## Activity
Update the text on the smoking age, swapping "tobacco" for "nicotine". Reproduce it from the words "The county is" through the words "from using them.".

The county is following the precedent of neighboring Chautauqua County, which passed a similar law in May, and will go into effect on Oct. 1. Five other counties in New York also have smoking bans in place for those under 21.

Those who are hoping to see the change happen, including legislator Kenneth Dahlgren, a member of the Climate & Clean Air Coalition, believe the change will better the community.

Dahlgren stated that one of the main problems is that younger children are receiving tobacco from their 18- or 19-year-old friends who are still in high school with them.  Dahlgren said he believes that raising the smoking age to 21 will make it more difficult for minors to get their hands on tobacco products and that if minors have a more difficult time obtaining tobacco products, chances are greater that they are more likely to stay away from using them.

“When you’re 14, 15 years old and it’s a big bother you’re just going to forget about it,” said Dahlgren. “When it’s easy, that’s when you’re going to have issues.”

According to a report from the U.S. Surgeon General, 95 percent of adult smokers started smoking before the age of 21 and adolescents become addicted to nicotine more quickly and at lower levels of use than adults do.

 “The first four leading causes of death in Cattaraugus County are associated with tobacco use,” Watkins said. “And so, if there was a way that we could work in a way to reduce tobacco use, we wanted to come up with a way to make that happen.”

Watkins said he was not worried about the effects that the possible change could have on local businesses.

“I don’t think this is going to be a huge impact on our local businesses mainly because they have already seen a loss in tobacco sales from the Seneca Nation of Indians,” Watkins said. “That’s where most people purchase their cigarettes now.”

Records taken from a dataset:
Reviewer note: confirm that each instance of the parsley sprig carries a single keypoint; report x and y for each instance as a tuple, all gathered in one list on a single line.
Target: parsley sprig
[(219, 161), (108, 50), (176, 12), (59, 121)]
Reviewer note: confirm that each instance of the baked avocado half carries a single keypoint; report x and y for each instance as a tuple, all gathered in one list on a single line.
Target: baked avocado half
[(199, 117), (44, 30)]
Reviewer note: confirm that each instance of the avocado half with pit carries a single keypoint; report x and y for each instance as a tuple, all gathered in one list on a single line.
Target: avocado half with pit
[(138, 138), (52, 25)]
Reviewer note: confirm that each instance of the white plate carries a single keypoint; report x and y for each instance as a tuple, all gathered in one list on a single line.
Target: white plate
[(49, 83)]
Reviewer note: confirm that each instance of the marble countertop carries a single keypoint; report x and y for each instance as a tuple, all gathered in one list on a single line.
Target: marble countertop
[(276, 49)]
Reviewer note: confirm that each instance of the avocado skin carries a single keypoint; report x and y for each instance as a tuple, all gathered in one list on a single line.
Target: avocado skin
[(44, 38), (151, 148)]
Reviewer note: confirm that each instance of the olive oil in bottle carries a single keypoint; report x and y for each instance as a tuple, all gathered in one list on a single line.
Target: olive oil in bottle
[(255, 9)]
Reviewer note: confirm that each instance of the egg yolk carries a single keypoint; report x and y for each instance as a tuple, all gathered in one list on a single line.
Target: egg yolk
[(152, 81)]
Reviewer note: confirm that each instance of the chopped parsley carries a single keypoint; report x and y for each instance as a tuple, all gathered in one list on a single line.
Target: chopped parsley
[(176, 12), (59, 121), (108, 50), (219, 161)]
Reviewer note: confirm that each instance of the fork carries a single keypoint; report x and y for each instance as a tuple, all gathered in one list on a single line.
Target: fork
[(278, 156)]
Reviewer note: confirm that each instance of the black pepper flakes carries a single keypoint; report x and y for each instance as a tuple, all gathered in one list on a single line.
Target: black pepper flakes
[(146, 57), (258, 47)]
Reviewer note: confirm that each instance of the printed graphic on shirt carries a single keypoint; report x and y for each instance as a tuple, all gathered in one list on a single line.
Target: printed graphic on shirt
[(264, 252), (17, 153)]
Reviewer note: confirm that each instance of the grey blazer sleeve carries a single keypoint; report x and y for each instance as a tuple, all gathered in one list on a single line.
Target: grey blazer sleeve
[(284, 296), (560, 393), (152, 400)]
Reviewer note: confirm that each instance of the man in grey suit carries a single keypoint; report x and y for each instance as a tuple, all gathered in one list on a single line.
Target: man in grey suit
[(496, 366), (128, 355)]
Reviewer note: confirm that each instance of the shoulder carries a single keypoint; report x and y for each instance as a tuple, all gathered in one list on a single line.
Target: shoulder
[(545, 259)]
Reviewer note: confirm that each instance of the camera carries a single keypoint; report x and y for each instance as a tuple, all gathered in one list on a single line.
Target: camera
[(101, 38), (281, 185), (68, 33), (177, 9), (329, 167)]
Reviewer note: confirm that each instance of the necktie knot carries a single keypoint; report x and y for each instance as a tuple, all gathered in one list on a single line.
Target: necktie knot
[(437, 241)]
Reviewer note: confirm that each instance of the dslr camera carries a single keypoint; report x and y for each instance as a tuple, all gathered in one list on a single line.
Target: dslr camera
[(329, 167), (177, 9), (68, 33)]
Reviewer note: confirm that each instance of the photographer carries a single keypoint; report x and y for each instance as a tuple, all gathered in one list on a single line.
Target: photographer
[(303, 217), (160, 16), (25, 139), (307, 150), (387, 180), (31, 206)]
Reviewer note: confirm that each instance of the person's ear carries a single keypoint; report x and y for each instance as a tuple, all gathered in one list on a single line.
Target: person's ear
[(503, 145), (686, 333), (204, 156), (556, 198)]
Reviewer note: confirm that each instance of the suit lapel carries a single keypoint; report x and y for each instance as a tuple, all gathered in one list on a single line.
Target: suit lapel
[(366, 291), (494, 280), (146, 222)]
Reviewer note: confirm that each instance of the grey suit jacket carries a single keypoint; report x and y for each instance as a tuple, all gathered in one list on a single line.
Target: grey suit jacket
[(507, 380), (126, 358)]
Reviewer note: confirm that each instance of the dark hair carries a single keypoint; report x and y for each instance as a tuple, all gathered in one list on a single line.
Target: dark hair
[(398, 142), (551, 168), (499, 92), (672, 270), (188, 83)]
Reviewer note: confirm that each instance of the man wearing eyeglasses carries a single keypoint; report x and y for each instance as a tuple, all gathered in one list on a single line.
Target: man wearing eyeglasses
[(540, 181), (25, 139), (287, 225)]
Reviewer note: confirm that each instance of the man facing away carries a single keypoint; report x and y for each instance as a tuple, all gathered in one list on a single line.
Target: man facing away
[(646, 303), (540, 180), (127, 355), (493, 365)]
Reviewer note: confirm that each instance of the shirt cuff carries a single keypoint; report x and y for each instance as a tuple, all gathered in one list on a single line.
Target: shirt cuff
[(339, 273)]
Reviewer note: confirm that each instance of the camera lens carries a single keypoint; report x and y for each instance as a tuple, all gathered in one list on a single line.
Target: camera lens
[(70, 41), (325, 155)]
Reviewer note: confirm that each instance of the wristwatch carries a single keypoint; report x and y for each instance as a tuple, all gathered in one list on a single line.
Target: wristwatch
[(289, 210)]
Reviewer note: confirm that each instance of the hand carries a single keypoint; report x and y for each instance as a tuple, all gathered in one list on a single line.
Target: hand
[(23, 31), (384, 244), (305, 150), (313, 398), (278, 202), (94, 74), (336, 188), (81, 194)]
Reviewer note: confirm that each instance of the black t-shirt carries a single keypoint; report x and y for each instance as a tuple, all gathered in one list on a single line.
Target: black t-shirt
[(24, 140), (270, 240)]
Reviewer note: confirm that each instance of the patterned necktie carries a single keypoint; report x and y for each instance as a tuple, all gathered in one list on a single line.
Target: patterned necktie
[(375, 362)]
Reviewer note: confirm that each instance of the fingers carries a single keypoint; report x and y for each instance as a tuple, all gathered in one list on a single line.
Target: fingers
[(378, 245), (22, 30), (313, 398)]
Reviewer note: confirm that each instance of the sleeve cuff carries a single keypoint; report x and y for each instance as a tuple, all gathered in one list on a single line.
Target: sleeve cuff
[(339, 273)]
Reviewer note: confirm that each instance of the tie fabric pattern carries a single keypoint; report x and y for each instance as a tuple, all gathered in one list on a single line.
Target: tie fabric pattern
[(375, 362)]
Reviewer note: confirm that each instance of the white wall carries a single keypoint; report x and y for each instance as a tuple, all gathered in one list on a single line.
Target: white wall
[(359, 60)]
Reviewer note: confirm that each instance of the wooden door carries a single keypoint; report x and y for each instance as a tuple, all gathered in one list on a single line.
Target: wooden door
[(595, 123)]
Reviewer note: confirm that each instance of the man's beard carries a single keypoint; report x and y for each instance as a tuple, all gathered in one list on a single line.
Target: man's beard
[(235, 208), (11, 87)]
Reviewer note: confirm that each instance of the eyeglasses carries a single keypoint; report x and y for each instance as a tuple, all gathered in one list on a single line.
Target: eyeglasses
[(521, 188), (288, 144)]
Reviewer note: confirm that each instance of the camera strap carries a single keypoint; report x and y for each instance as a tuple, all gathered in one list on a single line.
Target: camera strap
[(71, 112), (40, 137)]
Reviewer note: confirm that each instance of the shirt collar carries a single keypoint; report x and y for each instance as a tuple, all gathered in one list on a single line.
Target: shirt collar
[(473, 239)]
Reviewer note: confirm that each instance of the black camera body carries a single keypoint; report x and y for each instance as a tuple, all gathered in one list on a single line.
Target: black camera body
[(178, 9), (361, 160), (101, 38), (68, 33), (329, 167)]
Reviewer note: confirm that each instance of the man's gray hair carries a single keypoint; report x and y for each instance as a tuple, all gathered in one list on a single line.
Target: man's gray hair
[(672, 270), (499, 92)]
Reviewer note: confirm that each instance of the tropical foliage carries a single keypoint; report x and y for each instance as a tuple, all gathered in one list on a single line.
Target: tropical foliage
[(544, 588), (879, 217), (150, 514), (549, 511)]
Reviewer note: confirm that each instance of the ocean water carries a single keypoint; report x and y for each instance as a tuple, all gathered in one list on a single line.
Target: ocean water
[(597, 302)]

## Exercise answer
The county is following the precedent of neighboring Chautauqua County, which passed a similar law in May, and will go into effect on Oct. 1. Five other counties in New York also have smoking bans in place for those under 21.

Those who are hoping to see the change happen, including legislator Kenneth Dahlgren, a member of the Climate & Clean Air Coalition, believe the change will better the community.

Dahlgren stated that one of the main problems is that younger children are receiving nicotine from their 18- or 19-year-old friends who are still in high school with them.  Dahlgren said he believes that raising the smoking age to 21 will make it more difficult for minors to get their hands on nicotine products and that if minors have a more difficult time obtaining nicotine products, chances are greater that they are more likely to stay away from using them.